Please rescale the lines starting at the first one and ending at the line containing "446 565 L 447", both included, by writing them out again with the requests and multiplying every coordinate in the answer outlines by 1.25, rounded to whole numbers with halves going up. Leave the pictures out.

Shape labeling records
☆ ☆ ☆
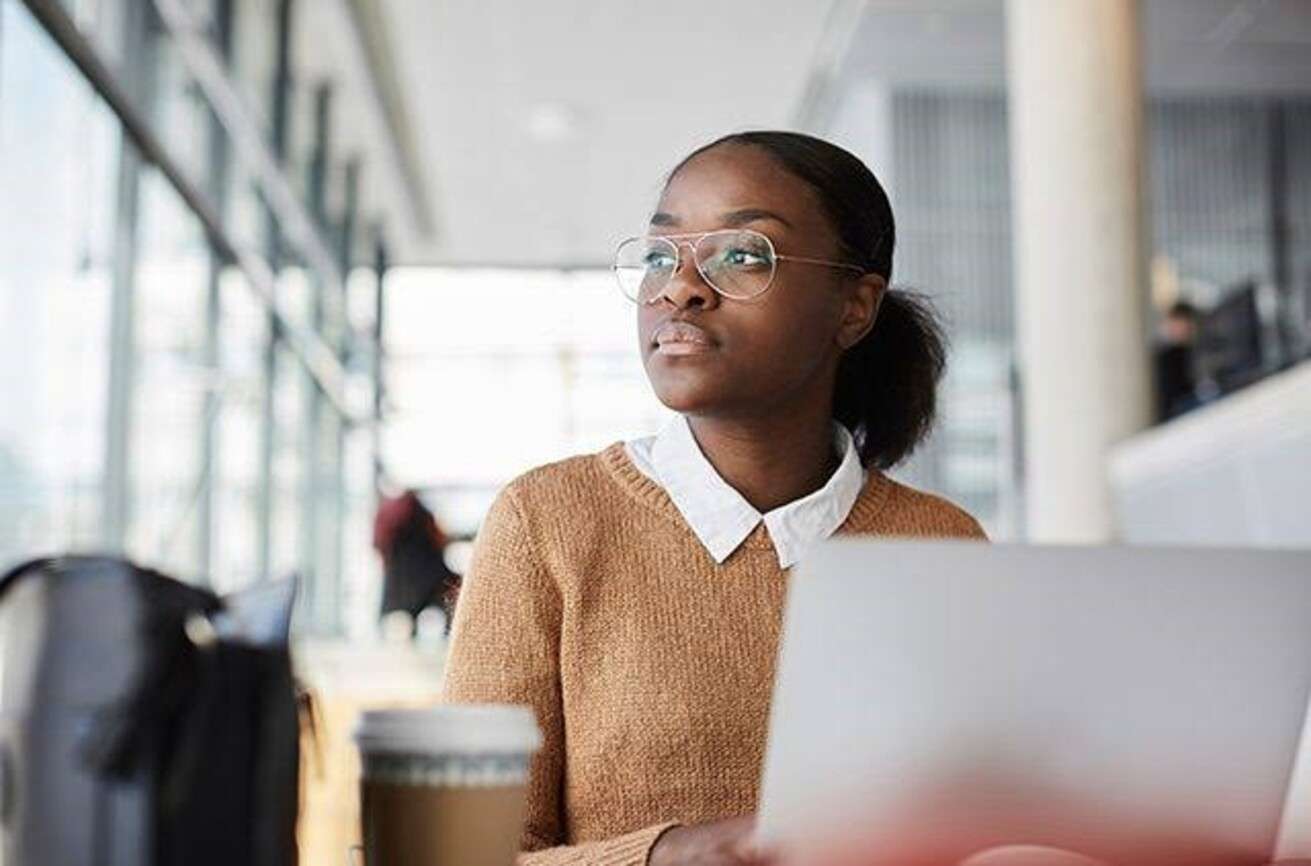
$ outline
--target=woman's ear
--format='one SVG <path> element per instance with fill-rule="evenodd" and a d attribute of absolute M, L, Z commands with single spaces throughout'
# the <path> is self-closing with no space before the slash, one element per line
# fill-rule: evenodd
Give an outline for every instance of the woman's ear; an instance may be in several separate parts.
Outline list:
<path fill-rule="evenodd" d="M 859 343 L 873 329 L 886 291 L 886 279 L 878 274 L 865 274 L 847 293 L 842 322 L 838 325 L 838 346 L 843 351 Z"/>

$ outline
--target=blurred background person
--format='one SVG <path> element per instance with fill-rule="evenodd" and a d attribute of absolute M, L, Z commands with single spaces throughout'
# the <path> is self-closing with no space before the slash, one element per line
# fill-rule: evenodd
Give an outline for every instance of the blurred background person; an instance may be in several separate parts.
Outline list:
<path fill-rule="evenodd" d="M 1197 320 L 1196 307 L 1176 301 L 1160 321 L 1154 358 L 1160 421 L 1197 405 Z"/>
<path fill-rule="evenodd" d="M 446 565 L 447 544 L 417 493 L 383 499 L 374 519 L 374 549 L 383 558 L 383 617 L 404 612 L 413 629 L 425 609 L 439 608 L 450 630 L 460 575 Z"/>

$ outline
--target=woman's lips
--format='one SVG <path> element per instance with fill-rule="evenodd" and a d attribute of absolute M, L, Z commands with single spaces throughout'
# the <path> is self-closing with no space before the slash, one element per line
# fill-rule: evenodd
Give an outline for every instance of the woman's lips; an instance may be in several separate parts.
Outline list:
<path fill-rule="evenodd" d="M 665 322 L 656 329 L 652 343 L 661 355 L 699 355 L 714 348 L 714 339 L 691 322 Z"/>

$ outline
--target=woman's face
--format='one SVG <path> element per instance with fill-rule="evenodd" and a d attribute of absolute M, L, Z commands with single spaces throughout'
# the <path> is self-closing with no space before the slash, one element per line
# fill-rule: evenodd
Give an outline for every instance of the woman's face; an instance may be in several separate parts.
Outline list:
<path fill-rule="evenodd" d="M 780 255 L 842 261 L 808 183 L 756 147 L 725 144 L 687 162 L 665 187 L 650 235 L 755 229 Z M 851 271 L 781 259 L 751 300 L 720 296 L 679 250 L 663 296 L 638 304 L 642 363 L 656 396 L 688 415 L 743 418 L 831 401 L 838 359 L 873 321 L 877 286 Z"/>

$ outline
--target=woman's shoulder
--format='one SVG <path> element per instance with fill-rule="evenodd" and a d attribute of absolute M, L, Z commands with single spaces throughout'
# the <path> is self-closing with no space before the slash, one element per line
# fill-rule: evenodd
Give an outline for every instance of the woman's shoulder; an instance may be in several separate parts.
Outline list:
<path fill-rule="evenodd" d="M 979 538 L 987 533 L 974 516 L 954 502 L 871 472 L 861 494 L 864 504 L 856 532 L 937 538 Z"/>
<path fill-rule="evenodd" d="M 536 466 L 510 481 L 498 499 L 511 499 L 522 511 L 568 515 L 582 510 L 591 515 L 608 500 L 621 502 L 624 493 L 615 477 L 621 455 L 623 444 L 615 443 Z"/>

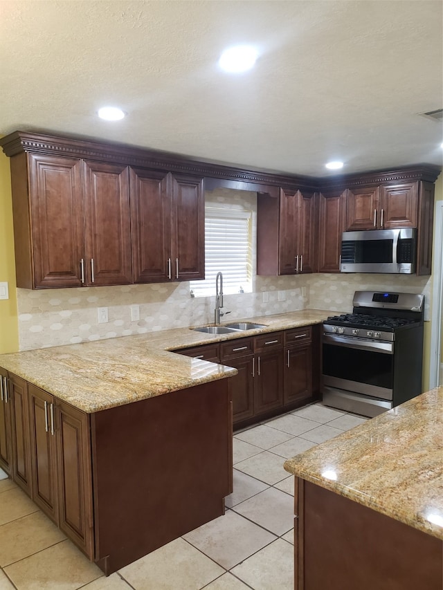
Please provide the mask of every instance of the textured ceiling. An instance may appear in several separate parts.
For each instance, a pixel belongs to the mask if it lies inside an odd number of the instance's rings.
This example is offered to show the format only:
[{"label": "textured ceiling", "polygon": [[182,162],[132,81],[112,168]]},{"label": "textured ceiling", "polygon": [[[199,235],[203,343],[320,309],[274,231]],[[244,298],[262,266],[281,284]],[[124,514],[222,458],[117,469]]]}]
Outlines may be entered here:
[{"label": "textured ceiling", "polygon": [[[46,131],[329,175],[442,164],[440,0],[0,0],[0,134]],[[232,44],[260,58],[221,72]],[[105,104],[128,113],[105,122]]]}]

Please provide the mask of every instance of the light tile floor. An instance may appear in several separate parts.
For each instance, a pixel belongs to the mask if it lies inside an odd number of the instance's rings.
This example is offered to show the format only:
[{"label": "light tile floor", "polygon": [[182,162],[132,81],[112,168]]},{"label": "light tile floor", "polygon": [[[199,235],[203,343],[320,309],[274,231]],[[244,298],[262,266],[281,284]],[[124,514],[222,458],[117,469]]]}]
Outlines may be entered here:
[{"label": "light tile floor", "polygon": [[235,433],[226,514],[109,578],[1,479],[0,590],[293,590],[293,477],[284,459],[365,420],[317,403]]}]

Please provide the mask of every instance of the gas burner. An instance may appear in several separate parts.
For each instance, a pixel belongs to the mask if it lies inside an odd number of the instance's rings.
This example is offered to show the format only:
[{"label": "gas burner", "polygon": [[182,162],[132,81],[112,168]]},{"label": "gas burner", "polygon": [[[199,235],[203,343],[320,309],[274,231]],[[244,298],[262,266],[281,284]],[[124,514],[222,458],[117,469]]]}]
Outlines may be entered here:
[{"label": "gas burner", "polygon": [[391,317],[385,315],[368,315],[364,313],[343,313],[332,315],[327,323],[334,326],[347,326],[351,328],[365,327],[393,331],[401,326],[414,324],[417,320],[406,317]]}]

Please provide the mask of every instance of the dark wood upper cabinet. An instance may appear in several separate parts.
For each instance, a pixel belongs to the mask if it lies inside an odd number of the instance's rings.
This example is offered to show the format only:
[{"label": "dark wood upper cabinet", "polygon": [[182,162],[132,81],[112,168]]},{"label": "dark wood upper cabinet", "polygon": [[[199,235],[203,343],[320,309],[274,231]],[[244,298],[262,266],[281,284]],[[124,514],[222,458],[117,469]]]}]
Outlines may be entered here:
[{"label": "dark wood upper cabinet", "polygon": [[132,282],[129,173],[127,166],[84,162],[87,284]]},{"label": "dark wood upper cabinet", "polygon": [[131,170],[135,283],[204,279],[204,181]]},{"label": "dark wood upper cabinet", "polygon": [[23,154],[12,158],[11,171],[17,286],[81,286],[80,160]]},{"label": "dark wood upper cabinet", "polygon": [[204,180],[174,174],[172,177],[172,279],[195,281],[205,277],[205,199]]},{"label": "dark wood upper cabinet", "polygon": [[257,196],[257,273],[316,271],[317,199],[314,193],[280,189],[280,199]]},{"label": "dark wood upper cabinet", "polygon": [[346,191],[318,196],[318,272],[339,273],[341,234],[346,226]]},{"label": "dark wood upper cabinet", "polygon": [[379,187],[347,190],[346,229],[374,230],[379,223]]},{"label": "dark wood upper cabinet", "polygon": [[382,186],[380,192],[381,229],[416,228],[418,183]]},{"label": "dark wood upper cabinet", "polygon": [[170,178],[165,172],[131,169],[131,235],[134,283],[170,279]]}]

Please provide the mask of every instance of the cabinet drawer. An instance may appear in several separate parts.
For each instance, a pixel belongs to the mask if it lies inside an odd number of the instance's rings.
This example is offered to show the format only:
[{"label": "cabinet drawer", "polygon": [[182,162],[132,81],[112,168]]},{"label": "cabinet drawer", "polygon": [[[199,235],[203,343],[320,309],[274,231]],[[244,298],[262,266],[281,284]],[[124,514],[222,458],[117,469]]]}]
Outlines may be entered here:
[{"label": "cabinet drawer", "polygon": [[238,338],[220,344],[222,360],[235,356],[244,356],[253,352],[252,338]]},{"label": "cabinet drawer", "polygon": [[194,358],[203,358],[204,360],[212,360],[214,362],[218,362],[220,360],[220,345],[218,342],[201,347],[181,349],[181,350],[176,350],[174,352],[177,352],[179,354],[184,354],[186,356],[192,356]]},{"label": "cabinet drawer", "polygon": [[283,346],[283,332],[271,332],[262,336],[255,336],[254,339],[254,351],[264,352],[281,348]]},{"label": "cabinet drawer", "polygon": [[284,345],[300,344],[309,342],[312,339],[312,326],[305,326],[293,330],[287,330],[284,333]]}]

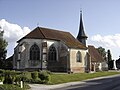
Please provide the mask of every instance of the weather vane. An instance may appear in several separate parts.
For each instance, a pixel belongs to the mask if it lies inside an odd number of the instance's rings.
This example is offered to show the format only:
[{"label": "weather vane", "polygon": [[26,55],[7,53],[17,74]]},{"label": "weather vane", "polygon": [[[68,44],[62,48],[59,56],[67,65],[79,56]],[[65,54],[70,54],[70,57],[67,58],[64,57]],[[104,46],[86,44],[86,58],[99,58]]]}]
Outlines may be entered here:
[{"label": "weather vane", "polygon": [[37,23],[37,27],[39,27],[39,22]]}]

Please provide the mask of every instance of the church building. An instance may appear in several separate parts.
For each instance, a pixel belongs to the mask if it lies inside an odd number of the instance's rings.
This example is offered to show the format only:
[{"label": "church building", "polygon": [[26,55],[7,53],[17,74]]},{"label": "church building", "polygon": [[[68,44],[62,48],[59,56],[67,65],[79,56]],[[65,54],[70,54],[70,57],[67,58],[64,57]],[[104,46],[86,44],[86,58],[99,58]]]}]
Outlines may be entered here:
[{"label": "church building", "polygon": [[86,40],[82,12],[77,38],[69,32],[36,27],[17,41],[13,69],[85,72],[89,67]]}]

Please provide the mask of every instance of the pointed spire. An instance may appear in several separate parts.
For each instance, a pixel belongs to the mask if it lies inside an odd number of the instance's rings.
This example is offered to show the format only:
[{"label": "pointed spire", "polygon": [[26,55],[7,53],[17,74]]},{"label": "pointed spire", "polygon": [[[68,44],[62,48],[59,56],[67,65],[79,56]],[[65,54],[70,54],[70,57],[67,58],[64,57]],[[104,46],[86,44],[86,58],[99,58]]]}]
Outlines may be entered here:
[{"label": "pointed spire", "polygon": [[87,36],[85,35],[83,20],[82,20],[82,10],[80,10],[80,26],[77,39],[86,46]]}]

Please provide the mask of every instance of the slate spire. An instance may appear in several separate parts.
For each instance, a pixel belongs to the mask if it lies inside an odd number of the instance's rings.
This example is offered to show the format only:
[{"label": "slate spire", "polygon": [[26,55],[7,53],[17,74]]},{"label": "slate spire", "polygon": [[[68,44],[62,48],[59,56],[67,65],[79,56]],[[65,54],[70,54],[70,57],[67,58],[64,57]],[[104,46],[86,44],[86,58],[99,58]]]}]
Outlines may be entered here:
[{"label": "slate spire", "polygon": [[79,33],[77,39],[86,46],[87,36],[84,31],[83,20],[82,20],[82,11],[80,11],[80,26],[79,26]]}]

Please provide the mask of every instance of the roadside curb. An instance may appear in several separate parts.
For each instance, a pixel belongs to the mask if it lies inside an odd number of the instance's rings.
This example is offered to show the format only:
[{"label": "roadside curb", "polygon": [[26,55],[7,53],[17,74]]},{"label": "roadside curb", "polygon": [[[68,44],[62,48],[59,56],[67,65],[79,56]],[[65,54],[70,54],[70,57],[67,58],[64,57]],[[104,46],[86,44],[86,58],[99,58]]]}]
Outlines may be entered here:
☆ ☆ ☆
» ANSWER TO THE EXERCISE:
$ outline
--target=woman's ear
--format='one SVG <path> element per instance with fill-rule="evenodd" and a d attribute of absolute M, L, Z commands with single spaces throughout'
# the <path> is self-closing with no space before the slash, one element per line
# fill-rule: evenodd
Give an outline for every instance of the woman's ear; an instance may be in several separate parts.
Outline list:
<path fill-rule="evenodd" d="M 1074 429 L 1091 411 L 1108 364 L 1108 349 L 1098 343 L 1081 343 L 1059 366 L 1053 403 L 1048 406 L 1048 433 L 1054 439 Z"/>

$ outline
--target=blurred background person
--format='one SVG <path> element per instance with fill-rule="evenodd" and a d attribute of absolute M, L, Z commands with single spaces throughout'
# the <path> is self-closing with no space before the slash, one element per line
# fill-rule: evenodd
Give an outline for every instance of the blurred background person; an instance may be in several separate parts.
Outline list:
<path fill-rule="evenodd" d="M 1496 400 L 1495 384 L 1470 376 L 1450 401 L 1443 448 L 1450 526 L 1496 506 Z"/>
<path fill-rule="evenodd" d="M 558 706 L 559 680 L 521 616 L 479 624 L 468 649 L 468 686 L 479 698 L 479 771 L 505 765 L 516 786 L 531 761 L 549 760 L 563 788 L 575 719 Z"/>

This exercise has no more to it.